This invention relates to a low heat-leak system for containing or guiding fluids at cryogenic temperatures.
In the containment or guidance of fluids at cryogenic temperatures, namely, cryogenic fluids, it is important to provide a system that will have a very low rate of heat transmission, that is, heat leak from the surface exposed to ambient atmosphere to the surface exposed to the fluid at cryogenic temperature. Because of the large temperature difference, the thermal driving potential is very high. Heat leak into a fluid at cryogenic temperature is particularly costly and undesirable because of the large amount of work required in achieving the cryogenic temperature, particularly, in liquefying a gas to form a fluid at cryogenic temperature.
The cryogenic temperature range has been identified in publications, and as is used herein extends from 0K. to about 172K. Insulative systems that perform satisfactorily at temperatures above cryogenic temperatures usually do not perform satisfactorily at cryogenic temperatures. At temperatures below the freezing temperature of water, insulative systems have low internal vapor pressure, which creates high potential for atmospheric moisture to enter the system and impair the insulative quality of a system.
In systems for containing or guiding fluids at cryogenic temperatures, heat leak is usually decreased by providing a space of reduced gaseous pressure, that is, a space evacuated of air or gas to some degree to reduce heat transmission by gaseous conduction. The structure necessary varies with the subatmospheric pressure in the space or degree of evacuation. Higher degrees of evacuation require stronger and thicker walls and structures to support the pressure differential between the evacuated space and the ambient atmosphere.
To reduce heat transmission by radiation, the space usually is filled at least in part with radiation shields, a powder or a matrix of solids and voids. A high degree of evacuation is still typically necessary to achieve tolerable rates of heat transmission across the space. The matrix or powder usually contributes somewhat to the heat transmission rate across the space by conduction through the solid portion of the matrix or powder.
----------------------------------------
• TASKS AND EXERCISES:
**a)** Decide whether each statement agrees with the passage on cryogenic insulation, answering yes or no and quoting the words of the passage that decide it: (i) As used in the passage, the cryogenic temperature range extends from 0K to about 172K. (ii) Higher degrees of evacuation allow thinner walls. (iii) Filling the space with radiation shields, a powder or a matrix removes the need for a high degree of evacuation.
**b)** Carry on the passage on cryogenic insulation, starting after its last sentence.

[Source records]
----------------------------------------
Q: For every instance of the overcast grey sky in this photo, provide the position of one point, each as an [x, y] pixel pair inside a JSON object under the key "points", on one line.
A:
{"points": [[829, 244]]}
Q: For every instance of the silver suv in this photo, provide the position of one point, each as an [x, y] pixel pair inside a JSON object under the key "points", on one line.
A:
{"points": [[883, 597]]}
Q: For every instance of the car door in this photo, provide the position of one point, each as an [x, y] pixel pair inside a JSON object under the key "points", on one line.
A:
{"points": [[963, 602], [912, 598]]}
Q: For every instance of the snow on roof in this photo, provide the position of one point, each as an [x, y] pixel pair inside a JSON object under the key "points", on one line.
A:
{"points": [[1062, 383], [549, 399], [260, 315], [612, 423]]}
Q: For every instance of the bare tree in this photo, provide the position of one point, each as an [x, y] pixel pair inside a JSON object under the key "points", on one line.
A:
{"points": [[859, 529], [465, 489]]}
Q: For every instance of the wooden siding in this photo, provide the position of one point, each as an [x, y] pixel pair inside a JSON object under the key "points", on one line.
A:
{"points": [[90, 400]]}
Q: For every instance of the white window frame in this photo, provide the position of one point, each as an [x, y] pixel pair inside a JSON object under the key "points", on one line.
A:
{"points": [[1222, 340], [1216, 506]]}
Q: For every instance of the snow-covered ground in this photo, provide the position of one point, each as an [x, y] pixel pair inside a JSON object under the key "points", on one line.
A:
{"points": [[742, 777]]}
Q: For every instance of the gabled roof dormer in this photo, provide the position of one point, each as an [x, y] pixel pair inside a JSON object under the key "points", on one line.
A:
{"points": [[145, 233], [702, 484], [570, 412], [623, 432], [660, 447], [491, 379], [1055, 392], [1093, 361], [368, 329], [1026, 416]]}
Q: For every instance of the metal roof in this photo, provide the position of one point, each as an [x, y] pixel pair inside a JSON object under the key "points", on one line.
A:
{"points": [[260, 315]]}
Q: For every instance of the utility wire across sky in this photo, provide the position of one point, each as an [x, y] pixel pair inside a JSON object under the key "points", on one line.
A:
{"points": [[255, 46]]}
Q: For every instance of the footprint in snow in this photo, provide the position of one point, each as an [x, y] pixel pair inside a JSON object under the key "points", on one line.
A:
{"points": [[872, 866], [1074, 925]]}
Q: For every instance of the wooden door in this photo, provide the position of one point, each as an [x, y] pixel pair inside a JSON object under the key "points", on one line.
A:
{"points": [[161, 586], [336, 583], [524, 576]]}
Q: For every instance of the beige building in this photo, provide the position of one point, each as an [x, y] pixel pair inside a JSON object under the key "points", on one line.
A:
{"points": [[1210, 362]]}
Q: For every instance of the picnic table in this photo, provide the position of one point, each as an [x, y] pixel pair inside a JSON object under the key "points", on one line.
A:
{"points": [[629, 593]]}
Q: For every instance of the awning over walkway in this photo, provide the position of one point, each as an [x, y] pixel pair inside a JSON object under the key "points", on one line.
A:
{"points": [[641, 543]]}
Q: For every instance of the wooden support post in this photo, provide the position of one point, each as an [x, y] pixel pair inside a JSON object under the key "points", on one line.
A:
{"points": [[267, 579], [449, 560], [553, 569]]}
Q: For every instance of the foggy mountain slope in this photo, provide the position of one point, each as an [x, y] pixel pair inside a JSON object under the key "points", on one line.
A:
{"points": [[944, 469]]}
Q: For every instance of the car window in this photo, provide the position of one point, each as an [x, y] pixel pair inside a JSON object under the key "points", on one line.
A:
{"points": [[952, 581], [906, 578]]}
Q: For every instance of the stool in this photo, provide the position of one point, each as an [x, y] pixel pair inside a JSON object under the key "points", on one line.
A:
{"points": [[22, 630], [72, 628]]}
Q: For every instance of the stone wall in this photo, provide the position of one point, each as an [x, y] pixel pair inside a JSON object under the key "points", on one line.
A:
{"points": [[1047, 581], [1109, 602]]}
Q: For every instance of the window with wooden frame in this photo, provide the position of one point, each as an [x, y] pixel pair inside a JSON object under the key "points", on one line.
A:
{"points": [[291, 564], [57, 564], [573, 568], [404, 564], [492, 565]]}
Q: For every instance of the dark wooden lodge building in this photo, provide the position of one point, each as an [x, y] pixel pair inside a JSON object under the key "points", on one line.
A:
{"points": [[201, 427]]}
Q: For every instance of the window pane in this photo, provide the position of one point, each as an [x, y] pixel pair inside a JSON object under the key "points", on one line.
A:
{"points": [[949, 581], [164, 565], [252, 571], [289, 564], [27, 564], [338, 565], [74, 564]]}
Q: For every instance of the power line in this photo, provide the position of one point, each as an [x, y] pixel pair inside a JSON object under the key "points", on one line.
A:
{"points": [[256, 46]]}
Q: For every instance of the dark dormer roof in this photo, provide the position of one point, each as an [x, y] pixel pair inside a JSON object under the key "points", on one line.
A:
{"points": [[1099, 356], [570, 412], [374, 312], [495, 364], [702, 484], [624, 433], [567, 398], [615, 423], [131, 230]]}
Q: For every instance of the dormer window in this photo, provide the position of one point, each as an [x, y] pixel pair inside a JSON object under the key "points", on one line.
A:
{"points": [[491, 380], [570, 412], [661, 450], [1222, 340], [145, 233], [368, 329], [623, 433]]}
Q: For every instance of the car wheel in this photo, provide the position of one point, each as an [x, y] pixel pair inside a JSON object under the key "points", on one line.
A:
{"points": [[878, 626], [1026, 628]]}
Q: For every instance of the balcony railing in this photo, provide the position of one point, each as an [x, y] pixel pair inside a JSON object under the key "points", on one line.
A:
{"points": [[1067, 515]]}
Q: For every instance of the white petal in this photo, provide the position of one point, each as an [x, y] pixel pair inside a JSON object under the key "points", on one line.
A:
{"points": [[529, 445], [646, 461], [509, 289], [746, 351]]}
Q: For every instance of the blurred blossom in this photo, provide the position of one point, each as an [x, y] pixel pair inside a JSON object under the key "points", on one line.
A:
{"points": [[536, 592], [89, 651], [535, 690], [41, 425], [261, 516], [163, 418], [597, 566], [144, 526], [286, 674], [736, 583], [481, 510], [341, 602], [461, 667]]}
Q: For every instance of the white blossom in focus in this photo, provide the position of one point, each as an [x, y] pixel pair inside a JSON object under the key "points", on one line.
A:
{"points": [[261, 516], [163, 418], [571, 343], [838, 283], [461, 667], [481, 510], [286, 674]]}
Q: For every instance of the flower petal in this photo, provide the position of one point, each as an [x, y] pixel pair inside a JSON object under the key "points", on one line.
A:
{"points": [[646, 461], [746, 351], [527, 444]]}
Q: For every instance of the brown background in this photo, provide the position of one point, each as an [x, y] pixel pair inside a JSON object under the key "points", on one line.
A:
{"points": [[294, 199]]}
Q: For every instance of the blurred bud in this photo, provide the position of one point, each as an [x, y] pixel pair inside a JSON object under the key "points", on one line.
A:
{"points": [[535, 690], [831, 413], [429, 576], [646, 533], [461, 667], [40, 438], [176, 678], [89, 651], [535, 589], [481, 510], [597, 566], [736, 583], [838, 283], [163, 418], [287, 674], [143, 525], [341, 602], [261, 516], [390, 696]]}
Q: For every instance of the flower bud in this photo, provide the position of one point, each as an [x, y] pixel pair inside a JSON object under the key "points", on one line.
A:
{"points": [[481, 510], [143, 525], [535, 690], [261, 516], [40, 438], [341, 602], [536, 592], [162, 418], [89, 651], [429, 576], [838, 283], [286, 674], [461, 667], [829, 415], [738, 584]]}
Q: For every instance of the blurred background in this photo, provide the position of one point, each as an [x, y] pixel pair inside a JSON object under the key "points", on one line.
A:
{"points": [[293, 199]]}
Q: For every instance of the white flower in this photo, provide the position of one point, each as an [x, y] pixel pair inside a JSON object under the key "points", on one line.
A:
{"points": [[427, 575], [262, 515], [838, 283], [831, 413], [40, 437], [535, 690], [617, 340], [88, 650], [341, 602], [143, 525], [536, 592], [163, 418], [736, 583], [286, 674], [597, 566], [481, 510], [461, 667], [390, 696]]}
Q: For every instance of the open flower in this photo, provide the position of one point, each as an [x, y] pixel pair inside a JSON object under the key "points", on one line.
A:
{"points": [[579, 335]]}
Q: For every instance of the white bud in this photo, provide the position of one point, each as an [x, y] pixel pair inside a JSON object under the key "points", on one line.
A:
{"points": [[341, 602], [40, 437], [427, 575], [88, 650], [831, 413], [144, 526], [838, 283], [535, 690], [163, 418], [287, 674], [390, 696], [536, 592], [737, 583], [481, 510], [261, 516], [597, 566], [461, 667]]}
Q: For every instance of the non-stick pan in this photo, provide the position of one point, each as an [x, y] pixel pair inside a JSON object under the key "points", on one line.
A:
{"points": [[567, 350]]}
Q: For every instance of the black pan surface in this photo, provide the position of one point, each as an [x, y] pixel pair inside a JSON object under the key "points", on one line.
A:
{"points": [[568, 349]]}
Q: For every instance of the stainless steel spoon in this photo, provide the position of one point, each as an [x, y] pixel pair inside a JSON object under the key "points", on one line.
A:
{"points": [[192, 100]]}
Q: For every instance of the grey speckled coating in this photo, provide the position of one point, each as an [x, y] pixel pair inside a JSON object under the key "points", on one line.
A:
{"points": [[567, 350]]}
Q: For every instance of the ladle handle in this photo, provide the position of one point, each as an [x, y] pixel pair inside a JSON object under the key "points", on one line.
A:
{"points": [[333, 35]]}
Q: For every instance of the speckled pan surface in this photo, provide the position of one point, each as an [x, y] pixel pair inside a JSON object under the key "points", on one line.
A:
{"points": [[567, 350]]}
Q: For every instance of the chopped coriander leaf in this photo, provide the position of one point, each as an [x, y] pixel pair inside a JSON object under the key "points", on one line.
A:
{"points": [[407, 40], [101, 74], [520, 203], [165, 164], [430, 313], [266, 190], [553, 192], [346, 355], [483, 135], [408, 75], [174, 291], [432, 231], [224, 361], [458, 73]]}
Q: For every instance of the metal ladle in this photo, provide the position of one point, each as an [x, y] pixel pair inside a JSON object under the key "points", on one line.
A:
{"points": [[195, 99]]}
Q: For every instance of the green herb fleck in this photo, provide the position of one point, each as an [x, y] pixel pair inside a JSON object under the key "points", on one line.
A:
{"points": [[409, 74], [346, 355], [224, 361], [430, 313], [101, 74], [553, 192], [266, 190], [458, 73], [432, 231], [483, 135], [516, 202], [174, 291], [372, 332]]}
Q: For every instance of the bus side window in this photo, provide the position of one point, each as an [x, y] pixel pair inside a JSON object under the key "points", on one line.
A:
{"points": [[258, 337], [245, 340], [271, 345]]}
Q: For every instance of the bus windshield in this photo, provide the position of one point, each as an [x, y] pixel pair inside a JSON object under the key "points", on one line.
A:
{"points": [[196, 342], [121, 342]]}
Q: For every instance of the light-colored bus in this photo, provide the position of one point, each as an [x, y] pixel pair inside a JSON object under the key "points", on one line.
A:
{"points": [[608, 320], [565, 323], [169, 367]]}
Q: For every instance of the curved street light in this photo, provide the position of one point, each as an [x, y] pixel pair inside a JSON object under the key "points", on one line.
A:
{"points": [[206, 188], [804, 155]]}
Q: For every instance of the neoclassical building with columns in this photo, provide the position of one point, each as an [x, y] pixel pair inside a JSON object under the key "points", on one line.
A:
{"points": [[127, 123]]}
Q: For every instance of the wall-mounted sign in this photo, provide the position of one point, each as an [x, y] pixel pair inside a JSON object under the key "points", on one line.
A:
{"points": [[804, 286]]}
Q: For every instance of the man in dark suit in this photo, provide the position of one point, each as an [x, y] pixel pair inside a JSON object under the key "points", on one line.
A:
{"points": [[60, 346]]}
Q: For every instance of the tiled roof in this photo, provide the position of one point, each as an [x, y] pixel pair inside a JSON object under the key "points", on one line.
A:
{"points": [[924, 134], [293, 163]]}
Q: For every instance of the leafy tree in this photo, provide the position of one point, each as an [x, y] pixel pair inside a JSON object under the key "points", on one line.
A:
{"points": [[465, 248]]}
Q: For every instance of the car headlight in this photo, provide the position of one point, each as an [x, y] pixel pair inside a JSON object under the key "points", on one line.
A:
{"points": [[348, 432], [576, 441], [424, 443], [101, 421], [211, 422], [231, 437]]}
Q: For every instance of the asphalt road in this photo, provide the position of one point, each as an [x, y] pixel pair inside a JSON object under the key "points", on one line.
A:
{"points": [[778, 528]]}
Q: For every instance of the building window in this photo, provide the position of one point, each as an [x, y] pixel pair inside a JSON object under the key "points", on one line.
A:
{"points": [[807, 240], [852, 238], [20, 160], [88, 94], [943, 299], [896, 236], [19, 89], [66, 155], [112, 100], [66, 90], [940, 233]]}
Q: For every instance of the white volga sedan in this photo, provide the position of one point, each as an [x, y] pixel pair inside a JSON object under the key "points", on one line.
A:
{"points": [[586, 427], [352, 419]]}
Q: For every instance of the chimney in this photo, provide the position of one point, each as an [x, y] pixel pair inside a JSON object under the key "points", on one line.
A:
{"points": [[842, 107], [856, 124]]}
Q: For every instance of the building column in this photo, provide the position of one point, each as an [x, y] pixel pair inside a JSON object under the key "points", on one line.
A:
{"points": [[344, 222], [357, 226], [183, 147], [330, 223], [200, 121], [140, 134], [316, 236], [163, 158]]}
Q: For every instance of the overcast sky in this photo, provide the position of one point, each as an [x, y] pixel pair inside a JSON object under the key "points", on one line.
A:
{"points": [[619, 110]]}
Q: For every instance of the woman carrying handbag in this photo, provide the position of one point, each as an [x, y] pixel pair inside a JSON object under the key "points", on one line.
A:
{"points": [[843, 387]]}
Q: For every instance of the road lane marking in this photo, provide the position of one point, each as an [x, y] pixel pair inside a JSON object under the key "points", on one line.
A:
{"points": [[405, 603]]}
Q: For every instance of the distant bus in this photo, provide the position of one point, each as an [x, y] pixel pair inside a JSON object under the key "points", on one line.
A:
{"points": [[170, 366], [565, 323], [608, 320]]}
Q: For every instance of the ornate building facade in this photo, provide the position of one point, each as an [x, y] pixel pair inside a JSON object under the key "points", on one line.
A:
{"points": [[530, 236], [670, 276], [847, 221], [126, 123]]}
----------------------------------------
• EXPECTED OUTPUTS:
**a)**
(i) Yes: "as is used herein extends from 0K. to about 172K."
(ii) No: "Higher degrees of evacuation require stronger and thicker walls and structures to support the pressure differential between the evacuated space and the ambient atmosphere."
(iii) No: "A high degree of evacuation is still typically necessary to achieve tolerable rates of heat transmission across the space."

**b)**
What is needed is a system for containing or guiding fluids at cryogenic temperatures wherein low heat leak is attained without a high degree of evacuation and without a high strength structure. This invention satisfies these needs. The invention employs a coherent aerogel to achieve low rates of heat transmission, preferably with gaseous environment pressures higher than used with other materials in the prior art. The coherent aerogel is in a fixed form capable of bearing and transmitting load so that the structure surrounding the aerogel preferably need not support fully the pressure loading imposed by the ambient atmosphere, but can transmit the pressure loading from one external face of the enclosure, through the aerogel, to the other face of the enclosure, thereby balancing the pressure loading of the ambient atmosphere.
Aerogels are water-free gels dried in such a way that the solid matter in the gel remains intact. The resulting solid is an amorphous lattice structure with ultrafine open cells typically consisting of 1 to 5% solid matter. Aerogels have continuous porosity and a microstructure of interconnected colloidal-like particles or polymeric chains with characteristic diameters of 0.01 micrometers. Abundant pores of nanometer size through out the aerogel comprise most of the aerogel's volume.
Inorganic aerogels which have been prepared in coherent form include silica, alumina, zirconia, tungsten, and titanium aerogels, made via the hydrolysis and condensation of the metal alkoxide, for example, tetramethoxy silane, in an alcohol to form an alcogel. The alcogel is dried at supercritical conditions for the alcohol, or at supercritical conditions for a solvent substituted for the alcohol, so as to form a coherent matrix, that is, a coherent aerogel. Alternatively, the alcohol may be replaced with a solvent which is extracted at supercritical conditions for the solvent. Coherent aerogel based on carbon has also been prepared.
Organic aerogels include resorcinol-formaldehyde aerogels formed by the sol-gel polymerization of resorcinol with formaldehyde under alkaline conditions. A typical process is described in U.S. Pat. No. 4,402,927 issued Sep. 6, 1983 to G. von Dardel, hereby incorporated by reference. Another organic aerogel is produced by the sol-gel polymerization of melamine with formaldehyde, introducing a PH change, and following with supercritical extraction, as described in U.S. Pat. No. 5,086,085 issued Feb. 5, 1992 to R. W. Pekala, and hereby incorporated by reference. Representative densities are from about 100 to about 800 kilograms per cubic meter.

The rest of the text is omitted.